Challenge: Please return the material below word for word, from its first line through the line with "224), (454, 227)]]", both ends included. Leave the pictures out of the answer.

Provided material:
┄┄┄┄┄┄

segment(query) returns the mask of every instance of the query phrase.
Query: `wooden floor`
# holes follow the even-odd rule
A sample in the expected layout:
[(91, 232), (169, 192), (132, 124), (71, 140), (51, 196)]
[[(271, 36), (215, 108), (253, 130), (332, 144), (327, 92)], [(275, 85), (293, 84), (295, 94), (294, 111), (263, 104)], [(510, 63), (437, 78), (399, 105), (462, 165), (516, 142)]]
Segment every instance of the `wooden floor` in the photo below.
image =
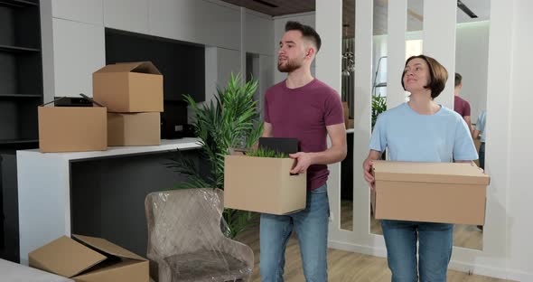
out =
[[(254, 249), (255, 268), (252, 277), (253, 282), (260, 282), (259, 275), (259, 229), (254, 227), (241, 234), (238, 240), (248, 244)], [(293, 234), (289, 240), (285, 252), (285, 281), (304, 281), (300, 258), (300, 248)], [(328, 277), (332, 282), (365, 281), (386, 282), (390, 281), (390, 271), (387, 267), (387, 260), (359, 253), (339, 249), (328, 249)], [(471, 275), (449, 270), (447, 281), (461, 282), (503, 282), (509, 280), (491, 278), (488, 277)]]
[[(349, 201), (341, 202), (341, 228), (353, 230), (352, 203)], [(383, 235), (381, 223), (370, 216), (370, 232)], [(454, 246), (468, 249), (483, 249), (483, 232), (474, 225), (456, 224), (454, 227)]]

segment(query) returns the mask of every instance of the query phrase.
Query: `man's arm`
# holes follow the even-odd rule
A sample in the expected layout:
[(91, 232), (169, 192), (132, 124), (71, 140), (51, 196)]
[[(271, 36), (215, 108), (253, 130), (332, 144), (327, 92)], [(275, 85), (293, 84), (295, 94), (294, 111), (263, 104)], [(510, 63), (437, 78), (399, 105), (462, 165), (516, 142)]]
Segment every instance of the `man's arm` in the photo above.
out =
[(346, 157), (348, 149), (346, 148), (346, 127), (344, 124), (327, 126), (326, 130), (332, 139), (332, 146), (322, 152), (298, 152), (289, 155), (290, 157), (298, 160), (291, 174), (302, 174), (312, 164), (330, 164), (340, 162)]
[(480, 133), (481, 133), (481, 131), (479, 131), (479, 130), (477, 130), (477, 129), (474, 129), (474, 130), (473, 130), (473, 134), (472, 134), (472, 138), (473, 138), (474, 140), (475, 140), (475, 139), (477, 139), (477, 138), (479, 138), (479, 137), (480, 137)]
[(466, 121), (466, 125), (468, 126), (468, 130), (470, 130), (470, 134), (472, 134), (472, 119), (470, 118), (470, 116), (464, 116), (463, 117), (463, 118), (464, 118), (464, 121)]
[(274, 137), (274, 134), (272, 133), (272, 124), (264, 122), (263, 123), (263, 135), (262, 137)]
[(369, 156), (363, 162), (363, 174), (371, 188), (374, 188), (374, 175), (372, 175), (372, 161), (381, 159), (381, 152), (370, 150)]

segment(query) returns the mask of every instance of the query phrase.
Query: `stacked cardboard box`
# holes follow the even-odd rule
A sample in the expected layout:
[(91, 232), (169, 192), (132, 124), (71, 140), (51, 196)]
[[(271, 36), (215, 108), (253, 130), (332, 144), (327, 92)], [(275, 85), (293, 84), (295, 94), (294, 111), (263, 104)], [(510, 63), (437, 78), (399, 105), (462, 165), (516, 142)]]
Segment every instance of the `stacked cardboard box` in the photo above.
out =
[(148, 282), (148, 261), (101, 238), (62, 236), (28, 254), (30, 267), (75, 281)]
[(38, 116), (42, 153), (108, 149), (106, 108), (47, 105), (38, 108)]
[(163, 75), (152, 62), (107, 65), (92, 85), (94, 99), (108, 108), (108, 146), (161, 143)]
[(376, 219), (483, 225), (489, 175), (461, 163), (374, 161)]

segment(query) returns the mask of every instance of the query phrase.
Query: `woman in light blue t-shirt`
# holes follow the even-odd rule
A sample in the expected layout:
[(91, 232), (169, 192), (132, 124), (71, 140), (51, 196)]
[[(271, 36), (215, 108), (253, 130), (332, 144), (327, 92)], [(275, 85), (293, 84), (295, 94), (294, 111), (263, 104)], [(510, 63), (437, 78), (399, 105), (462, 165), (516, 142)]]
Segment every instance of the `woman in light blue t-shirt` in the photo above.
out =
[[(425, 55), (407, 59), (402, 86), (411, 93), (408, 102), (378, 118), (369, 153), (363, 163), (365, 180), (374, 188), (372, 160), (387, 148), (391, 161), (466, 162), (478, 158), (463, 118), (434, 101), (444, 89), (448, 72)], [(446, 281), (452, 255), (454, 225), (404, 221), (381, 221), (392, 281)], [(419, 243), (418, 263), (416, 241)]]

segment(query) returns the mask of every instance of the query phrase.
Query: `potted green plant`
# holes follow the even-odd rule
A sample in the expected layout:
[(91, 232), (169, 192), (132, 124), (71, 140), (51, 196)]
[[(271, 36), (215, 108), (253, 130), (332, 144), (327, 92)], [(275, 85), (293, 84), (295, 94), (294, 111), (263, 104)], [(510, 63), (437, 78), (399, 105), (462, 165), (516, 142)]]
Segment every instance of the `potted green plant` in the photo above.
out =
[[(257, 101), (254, 100), (257, 89), (257, 80), (245, 83), (240, 75), (232, 73), (225, 89), (217, 88), (214, 101), (201, 106), (192, 97), (184, 96), (194, 112), (192, 128), (202, 146), (201, 159), (209, 163), (209, 174), (201, 174), (191, 159), (174, 157), (167, 166), (188, 176), (176, 188), (224, 189), (224, 156), (228, 149), (252, 147), (263, 132)], [(257, 222), (255, 213), (231, 209), (224, 210), (223, 219), (227, 223), (223, 231), (229, 238)]]
[(378, 116), (387, 110), (387, 97), (372, 95), (372, 129), (378, 120)]

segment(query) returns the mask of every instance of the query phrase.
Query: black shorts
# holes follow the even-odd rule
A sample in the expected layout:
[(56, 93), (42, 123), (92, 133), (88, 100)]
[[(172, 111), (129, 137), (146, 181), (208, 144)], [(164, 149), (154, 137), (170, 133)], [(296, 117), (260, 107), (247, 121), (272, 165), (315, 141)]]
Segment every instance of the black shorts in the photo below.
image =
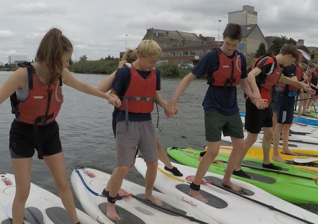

┄┄┄┄┄┄

Response to the exercise:
segment(query) returns the mask of every instance of the query phrase.
Query: `wooden floor`
# holes follow the even-odd rule
A sample in the expected layout:
[(91, 232), (169, 192), (132, 124), (71, 140), (51, 196)]
[[(271, 36), (215, 108), (253, 130), (332, 144), (327, 92)], [(275, 85), (293, 84), (295, 94), (294, 111), (263, 104)], [(510, 63), (437, 78), (399, 105), (462, 165), (516, 142)]]
Segment every instance of the `wooden floor` in the photo below.
image =
out =
[[(254, 249), (255, 268), (252, 277), (253, 282), (260, 282), (259, 275), (259, 229), (254, 227), (241, 234), (238, 240), (248, 244)], [(293, 234), (289, 240), (285, 252), (285, 281), (304, 281), (300, 258), (300, 248)], [(328, 277), (332, 282), (365, 281), (386, 282), (390, 281), (390, 271), (387, 267), (387, 260), (359, 253), (339, 249), (328, 249)], [(471, 275), (449, 270), (447, 281), (461, 282), (503, 282), (509, 280), (491, 278), (488, 277)]]
[[(349, 201), (341, 202), (341, 228), (353, 230), (352, 203)], [(383, 235), (381, 223), (370, 216), (370, 232)], [(454, 246), (468, 249), (483, 249), (483, 232), (474, 225), (456, 224), (454, 227)]]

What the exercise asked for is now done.